[Extracted information]

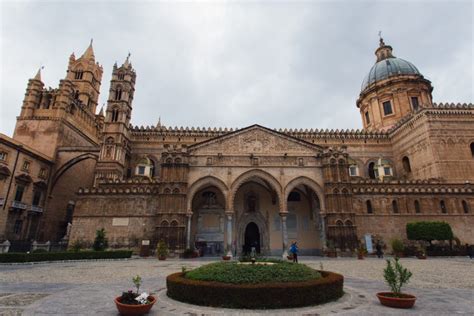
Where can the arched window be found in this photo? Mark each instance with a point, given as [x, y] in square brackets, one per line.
[78, 75]
[406, 164]
[394, 206]
[371, 170]
[465, 207]
[369, 207]
[294, 197]
[442, 205]
[118, 94]
[115, 115]
[417, 207]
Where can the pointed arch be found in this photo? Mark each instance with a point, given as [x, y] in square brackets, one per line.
[260, 174]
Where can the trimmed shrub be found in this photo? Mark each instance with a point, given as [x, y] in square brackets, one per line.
[256, 296]
[59, 256]
[429, 231]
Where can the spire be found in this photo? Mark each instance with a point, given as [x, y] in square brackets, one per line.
[38, 74]
[89, 53]
[127, 61]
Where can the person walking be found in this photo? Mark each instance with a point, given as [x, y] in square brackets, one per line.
[378, 250]
[294, 251]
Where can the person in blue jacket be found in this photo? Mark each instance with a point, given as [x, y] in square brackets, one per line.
[294, 251]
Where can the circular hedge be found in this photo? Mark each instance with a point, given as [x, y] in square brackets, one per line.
[268, 295]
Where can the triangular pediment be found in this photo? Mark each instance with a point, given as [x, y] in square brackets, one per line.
[255, 139]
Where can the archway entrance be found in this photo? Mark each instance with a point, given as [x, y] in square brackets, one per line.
[252, 238]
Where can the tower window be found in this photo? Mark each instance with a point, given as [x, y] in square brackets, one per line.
[369, 207]
[414, 103]
[442, 205]
[406, 164]
[19, 193]
[78, 75]
[372, 170]
[367, 117]
[394, 206]
[115, 115]
[465, 207]
[417, 207]
[387, 108]
[118, 94]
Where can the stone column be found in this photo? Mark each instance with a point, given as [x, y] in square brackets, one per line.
[229, 234]
[284, 235]
[188, 231]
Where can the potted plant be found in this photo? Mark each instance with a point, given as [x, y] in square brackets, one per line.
[133, 303]
[331, 251]
[162, 250]
[396, 276]
[361, 252]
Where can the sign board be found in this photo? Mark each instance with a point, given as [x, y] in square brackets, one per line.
[368, 243]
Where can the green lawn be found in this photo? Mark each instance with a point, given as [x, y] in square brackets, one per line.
[235, 273]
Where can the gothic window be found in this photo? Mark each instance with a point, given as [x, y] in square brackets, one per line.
[442, 205]
[36, 198]
[414, 103]
[19, 192]
[406, 164]
[387, 108]
[369, 207]
[465, 207]
[372, 170]
[78, 75]
[3, 156]
[417, 207]
[118, 94]
[115, 113]
[294, 197]
[394, 206]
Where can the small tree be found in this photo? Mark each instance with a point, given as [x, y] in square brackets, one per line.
[396, 276]
[429, 231]
[100, 242]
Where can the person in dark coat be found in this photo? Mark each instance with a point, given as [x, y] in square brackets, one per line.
[294, 251]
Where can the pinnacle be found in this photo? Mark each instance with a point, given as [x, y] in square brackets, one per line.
[89, 53]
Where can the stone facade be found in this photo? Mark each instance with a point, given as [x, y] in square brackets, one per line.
[224, 190]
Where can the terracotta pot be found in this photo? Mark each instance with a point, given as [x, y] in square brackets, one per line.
[134, 310]
[388, 299]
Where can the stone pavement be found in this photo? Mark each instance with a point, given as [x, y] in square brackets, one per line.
[85, 288]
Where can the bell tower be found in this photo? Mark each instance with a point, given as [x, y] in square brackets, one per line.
[85, 74]
[115, 148]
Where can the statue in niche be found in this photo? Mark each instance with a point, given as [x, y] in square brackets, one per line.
[210, 199]
[252, 202]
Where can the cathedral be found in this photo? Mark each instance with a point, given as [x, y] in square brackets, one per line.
[68, 171]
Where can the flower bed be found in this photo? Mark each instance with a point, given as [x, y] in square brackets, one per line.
[262, 295]
[59, 256]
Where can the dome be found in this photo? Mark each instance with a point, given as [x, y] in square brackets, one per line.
[387, 68]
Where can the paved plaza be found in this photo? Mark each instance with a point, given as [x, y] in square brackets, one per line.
[443, 287]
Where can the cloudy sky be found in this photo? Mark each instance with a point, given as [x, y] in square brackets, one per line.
[232, 64]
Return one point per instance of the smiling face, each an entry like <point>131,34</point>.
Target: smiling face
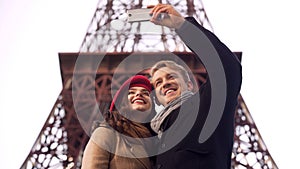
<point>139,99</point>
<point>169,84</point>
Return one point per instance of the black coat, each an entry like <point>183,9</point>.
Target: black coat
<point>186,122</point>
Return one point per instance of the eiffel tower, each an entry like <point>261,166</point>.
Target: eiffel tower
<point>91,75</point>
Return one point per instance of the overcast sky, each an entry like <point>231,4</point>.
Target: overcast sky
<point>33,32</point>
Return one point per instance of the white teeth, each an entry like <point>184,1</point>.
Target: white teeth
<point>138,101</point>
<point>169,91</point>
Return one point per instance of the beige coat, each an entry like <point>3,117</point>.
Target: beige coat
<point>108,149</point>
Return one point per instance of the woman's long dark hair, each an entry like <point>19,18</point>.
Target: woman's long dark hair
<point>118,121</point>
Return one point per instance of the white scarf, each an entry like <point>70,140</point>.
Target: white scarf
<point>157,121</point>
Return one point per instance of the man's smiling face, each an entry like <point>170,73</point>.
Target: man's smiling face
<point>169,84</point>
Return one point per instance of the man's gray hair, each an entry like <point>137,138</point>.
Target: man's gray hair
<point>172,65</point>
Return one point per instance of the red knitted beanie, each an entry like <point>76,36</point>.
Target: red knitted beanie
<point>134,81</point>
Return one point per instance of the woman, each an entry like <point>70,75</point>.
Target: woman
<point>117,143</point>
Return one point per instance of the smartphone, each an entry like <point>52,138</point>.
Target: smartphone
<point>138,15</point>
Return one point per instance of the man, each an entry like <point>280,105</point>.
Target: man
<point>187,116</point>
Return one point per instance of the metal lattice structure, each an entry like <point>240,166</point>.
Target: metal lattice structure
<point>89,86</point>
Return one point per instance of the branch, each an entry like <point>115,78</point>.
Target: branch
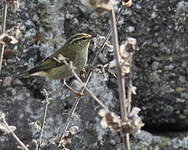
<point>4,28</point>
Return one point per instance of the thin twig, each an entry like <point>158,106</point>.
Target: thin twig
<point>120,77</point>
<point>129,97</point>
<point>73,110</point>
<point>104,42</point>
<point>4,29</point>
<point>44,118</point>
<point>88,90</point>
<point>14,135</point>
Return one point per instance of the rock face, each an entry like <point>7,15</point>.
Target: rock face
<point>160,73</point>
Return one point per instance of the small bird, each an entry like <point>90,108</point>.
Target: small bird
<point>75,50</point>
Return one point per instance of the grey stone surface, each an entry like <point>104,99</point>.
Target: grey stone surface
<point>160,74</point>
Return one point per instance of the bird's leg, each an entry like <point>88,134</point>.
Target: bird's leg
<point>70,88</point>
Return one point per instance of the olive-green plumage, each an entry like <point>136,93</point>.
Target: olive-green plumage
<point>75,49</point>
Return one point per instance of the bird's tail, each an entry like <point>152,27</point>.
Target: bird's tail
<point>23,75</point>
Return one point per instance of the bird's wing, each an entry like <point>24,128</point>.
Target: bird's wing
<point>55,61</point>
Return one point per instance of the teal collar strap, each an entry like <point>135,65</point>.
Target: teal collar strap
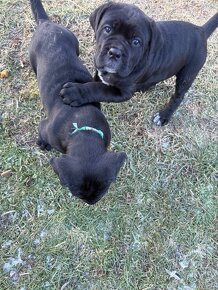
<point>86,128</point>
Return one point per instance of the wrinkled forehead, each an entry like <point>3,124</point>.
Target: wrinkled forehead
<point>124,16</point>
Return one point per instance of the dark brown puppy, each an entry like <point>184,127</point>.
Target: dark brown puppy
<point>86,167</point>
<point>134,53</point>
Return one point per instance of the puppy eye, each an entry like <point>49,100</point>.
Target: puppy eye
<point>107,29</point>
<point>136,42</point>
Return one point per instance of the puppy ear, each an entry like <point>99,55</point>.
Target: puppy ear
<point>97,15</point>
<point>156,38</point>
<point>115,161</point>
<point>62,166</point>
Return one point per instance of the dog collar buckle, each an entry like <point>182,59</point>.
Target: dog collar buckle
<point>86,128</point>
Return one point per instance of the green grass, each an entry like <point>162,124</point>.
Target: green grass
<point>157,226</point>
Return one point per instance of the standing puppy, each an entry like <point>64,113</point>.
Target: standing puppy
<point>82,133</point>
<point>134,53</point>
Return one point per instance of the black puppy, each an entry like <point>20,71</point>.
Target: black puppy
<point>134,53</point>
<point>83,134</point>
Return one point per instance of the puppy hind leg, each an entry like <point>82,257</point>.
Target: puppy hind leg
<point>42,140</point>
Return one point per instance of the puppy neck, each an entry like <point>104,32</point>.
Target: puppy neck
<point>86,146</point>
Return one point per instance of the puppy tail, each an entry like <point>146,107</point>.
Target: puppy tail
<point>211,25</point>
<point>38,11</point>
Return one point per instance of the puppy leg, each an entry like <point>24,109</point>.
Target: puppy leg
<point>42,140</point>
<point>184,80</point>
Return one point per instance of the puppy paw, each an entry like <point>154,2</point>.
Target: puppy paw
<point>43,145</point>
<point>160,119</point>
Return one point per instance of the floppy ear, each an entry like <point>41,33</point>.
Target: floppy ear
<point>156,38</point>
<point>62,166</point>
<point>97,15</point>
<point>114,162</point>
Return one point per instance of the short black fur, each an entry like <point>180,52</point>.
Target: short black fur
<point>134,53</point>
<point>86,167</point>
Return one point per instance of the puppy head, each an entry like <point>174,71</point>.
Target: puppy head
<point>88,182</point>
<point>123,35</point>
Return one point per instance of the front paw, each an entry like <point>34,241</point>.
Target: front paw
<point>71,95</point>
<point>43,145</point>
<point>161,118</point>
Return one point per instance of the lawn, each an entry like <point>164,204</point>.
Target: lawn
<point>157,226</point>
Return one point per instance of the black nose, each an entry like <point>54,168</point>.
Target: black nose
<point>114,52</point>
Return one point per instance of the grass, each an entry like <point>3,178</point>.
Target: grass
<point>157,226</point>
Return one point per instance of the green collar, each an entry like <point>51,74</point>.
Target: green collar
<point>86,128</point>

[/Extracted information]

What to work on -> The reply must consist solely of the lines from the one containing "Target: lawn" through the last line of the data, reproduced exactly.

Your solution ->
Target: lawn
<point>157,226</point>
Return one point per instance of the black nose, each an entry like <point>54,168</point>.
Target: black nose
<point>114,52</point>
Return one point per instance of the grass, each an entry like <point>3,178</point>.
Target: grass
<point>157,226</point>
Return one point per instance of the green collar, each an entry like <point>51,74</point>.
Target: green collar
<point>86,128</point>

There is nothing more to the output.